▶ **WHAT IS EXPECTED**: Output every entry exactly as written, but omit the pictures.

● ● ●

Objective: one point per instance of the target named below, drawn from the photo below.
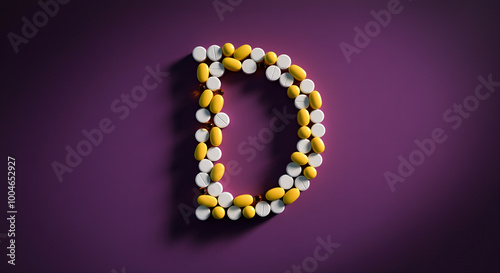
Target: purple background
(119, 207)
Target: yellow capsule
(201, 151)
(297, 72)
(249, 212)
(318, 145)
(304, 132)
(315, 100)
(218, 212)
(293, 91)
(291, 195)
(310, 172)
(215, 136)
(270, 58)
(231, 64)
(217, 172)
(206, 97)
(207, 201)
(303, 117)
(216, 104)
(228, 49)
(242, 52)
(275, 193)
(243, 200)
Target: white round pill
(286, 79)
(213, 83)
(216, 69)
(202, 213)
(317, 116)
(257, 54)
(215, 189)
(203, 115)
(199, 54)
(249, 66)
(214, 53)
(262, 209)
(283, 61)
(285, 181)
(306, 86)
(273, 73)
(205, 165)
(234, 213)
(221, 120)
(202, 180)
(293, 169)
(315, 160)
(301, 102)
(304, 146)
(214, 153)
(225, 199)
(277, 206)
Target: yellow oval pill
(318, 145)
(242, 52)
(275, 193)
(315, 100)
(291, 195)
(218, 212)
(303, 117)
(228, 49)
(201, 151)
(297, 72)
(206, 97)
(249, 212)
(231, 64)
(207, 201)
(243, 200)
(310, 172)
(304, 132)
(216, 104)
(217, 172)
(270, 58)
(215, 136)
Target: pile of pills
(214, 62)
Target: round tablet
(286, 79)
(202, 213)
(225, 199)
(214, 189)
(213, 83)
(293, 169)
(214, 53)
(306, 86)
(203, 115)
(214, 153)
(277, 206)
(283, 61)
(317, 116)
(249, 66)
(315, 160)
(285, 181)
(301, 102)
(234, 213)
(199, 54)
(202, 180)
(262, 208)
(216, 69)
(221, 120)
(273, 73)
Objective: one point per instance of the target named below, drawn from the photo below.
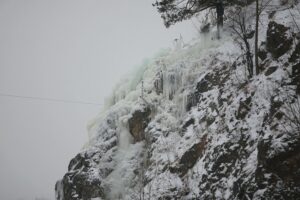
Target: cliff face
(202, 129)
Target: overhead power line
(48, 99)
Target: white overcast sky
(64, 49)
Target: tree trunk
(256, 38)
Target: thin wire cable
(48, 99)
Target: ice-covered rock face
(198, 128)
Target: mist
(69, 50)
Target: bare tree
(256, 37)
(238, 18)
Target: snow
(180, 69)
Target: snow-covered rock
(200, 129)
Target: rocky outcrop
(211, 132)
(278, 39)
(138, 122)
(190, 157)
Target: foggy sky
(64, 49)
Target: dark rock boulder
(278, 40)
(215, 78)
(159, 83)
(296, 54)
(138, 122)
(190, 157)
(296, 77)
(244, 108)
(271, 70)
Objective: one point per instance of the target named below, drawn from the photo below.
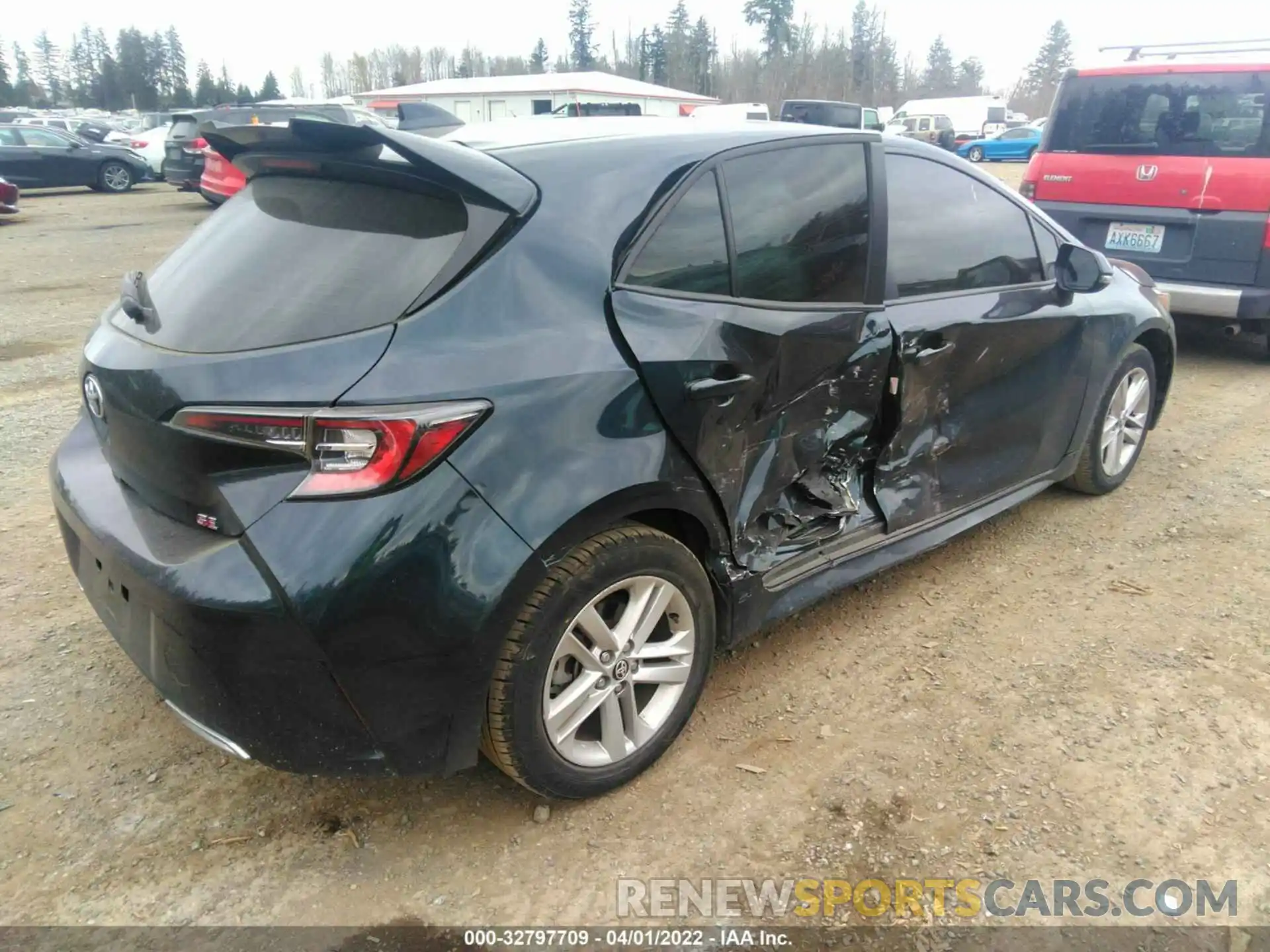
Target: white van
(732, 111)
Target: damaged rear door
(752, 305)
(992, 358)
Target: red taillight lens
(349, 452)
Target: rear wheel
(114, 177)
(603, 666)
(1119, 429)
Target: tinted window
(295, 259)
(1201, 113)
(948, 231)
(185, 127)
(44, 138)
(800, 222)
(687, 252)
(845, 117)
(1048, 247)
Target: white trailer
(976, 116)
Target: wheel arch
(1164, 354)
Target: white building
(483, 98)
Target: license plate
(1143, 239)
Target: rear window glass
(294, 259)
(1199, 113)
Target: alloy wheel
(619, 672)
(1126, 423)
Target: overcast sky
(277, 36)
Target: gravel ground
(1078, 690)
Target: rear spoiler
(469, 172)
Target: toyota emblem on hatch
(93, 397)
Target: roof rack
(1171, 51)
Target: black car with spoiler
(422, 446)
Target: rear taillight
(349, 452)
(1028, 188)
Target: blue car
(1011, 143)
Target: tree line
(136, 71)
(794, 59)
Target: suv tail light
(349, 451)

● ● ●

▶ **TASK ANSWER**:
Objective: one point per instance of the target named below, drawn from the photo below.
Target: purple background
(119, 207)
Target: yellow capsule
(201, 151)
(297, 72)
(249, 212)
(318, 145)
(304, 132)
(315, 100)
(218, 212)
(293, 91)
(291, 195)
(310, 172)
(215, 136)
(270, 58)
(231, 64)
(217, 172)
(206, 97)
(207, 201)
(303, 117)
(216, 104)
(228, 49)
(242, 52)
(275, 193)
(243, 200)
Target: white round pill
(286, 79)
(213, 83)
(216, 69)
(202, 213)
(317, 116)
(257, 54)
(215, 189)
(203, 115)
(199, 54)
(249, 66)
(214, 53)
(262, 209)
(283, 61)
(285, 181)
(306, 86)
(273, 73)
(205, 165)
(234, 213)
(221, 120)
(202, 180)
(293, 169)
(315, 160)
(301, 102)
(304, 146)
(214, 153)
(225, 199)
(277, 206)
Target: yellow oval pill
(318, 145)
(242, 52)
(275, 193)
(315, 100)
(291, 195)
(218, 212)
(303, 117)
(228, 49)
(201, 151)
(297, 72)
(206, 97)
(249, 212)
(231, 64)
(207, 201)
(243, 200)
(310, 172)
(304, 132)
(216, 104)
(217, 172)
(270, 58)
(215, 136)
Target: pile of pills
(214, 62)
Target: round tablet
(286, 79)
(202, 213)
(225, 199)
(214, 189)
(213, 83)
(293, 169)
(214, 53)
(306, 86)
(203, 115)
(214, 153)
(277, 206)
(283, 61)
(317, 116)
(249, 66)
(315, 160)
(285, 181)
(301, 102)
(234, 213)
(199, 54)
(202, 180)
(262, 208)
(216, 69)
(221, 120)
(273, 73)
Objective: one point per instance of the target named below, drawn from the photo below.
Target: cliff face
(202, 129)
Target: overhead power line
(48, 99)
Target: white overcast sky
(64, 49)
Target: tree trunk
(256, 38)
Target: thin wire cable
(48, 99)
Target: ice-covered rock face
(198, 128)
Target: mist
(69, 50)
Target: bare tree
(256, 37)
(238, 18)
Target: snow
(180, 69)
Target: snow-covered rock
(200, 129)
Target: rocky outcrop
(211, 132)
(278, 39)
(138, 122)
(190, 157)
Target: foggy sky
(64, 49)
Target: dark rock boulder
(278, 40)
(215, 78)
(159, 83)
(296, 54)
(138, 122)
(190, 157)
(296, 77)
(244, 108)
(271, 70)
Objective: one point per instance of the target named below, drawn from the photo below.
Target: white van
(732, 111)
Target: damaged rear door
(752, 305)
(992, 358)
Target: red taillight lens
(349, 452)
Target: rear wheel
(114, 177)
(603, 666)
(1119, 429)
Target: tinted window
(295, 259)
(1201, 113)
(948, 231)
(185, 127)
(44, 138)
(800, 222)
(687, 252)
(845, 117)
(1048, 247)
Target: white trailer
(976, 116)
Target: wheel arch
(1164, 354)
Target: white building
(483, 98)
Target: license plate
(1143, 239)
Target: rear window glass
(294, 259)
(1199, 113)
Target: alloy wheel
(619, 672)
(1126, 423)
Target: overcast sky
(277, 36)
Target: gravel ground
(1078, 690)
Target: rear spoiler
(469, 172)
Target: toyota emblem on hatch
(93, 397)
Target: roof rack
(1171, 51)
Target: black car with spoiler
(422, 446)
Target: rear taillight
(349, 452)
(1028, 188)
Target: blue car
(1011, 143)
Target: tree line
(136, 71)
(794, 59)
Target: suv tail light
(349, 451)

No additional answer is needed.